Reproduce every line of the records below, including the requests, and offset each coordinate in the answers by adding 137 to both its x and y values.
Start Data provided
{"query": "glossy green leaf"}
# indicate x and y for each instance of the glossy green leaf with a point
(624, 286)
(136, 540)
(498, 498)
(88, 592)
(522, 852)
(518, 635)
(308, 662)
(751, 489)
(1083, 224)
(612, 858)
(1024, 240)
End Data provided
#### Result
{"query": "glossy green leaf"}
# indicate x and y for each instance of the glossy green leaf with a point
(761, 423)
(273, 677)
(635, 635)
(225, 729)
(659, 989)
(655, 772)
(445, 799)
(888, 626)
(1220, 361)
(749, 995)
(1161, 377)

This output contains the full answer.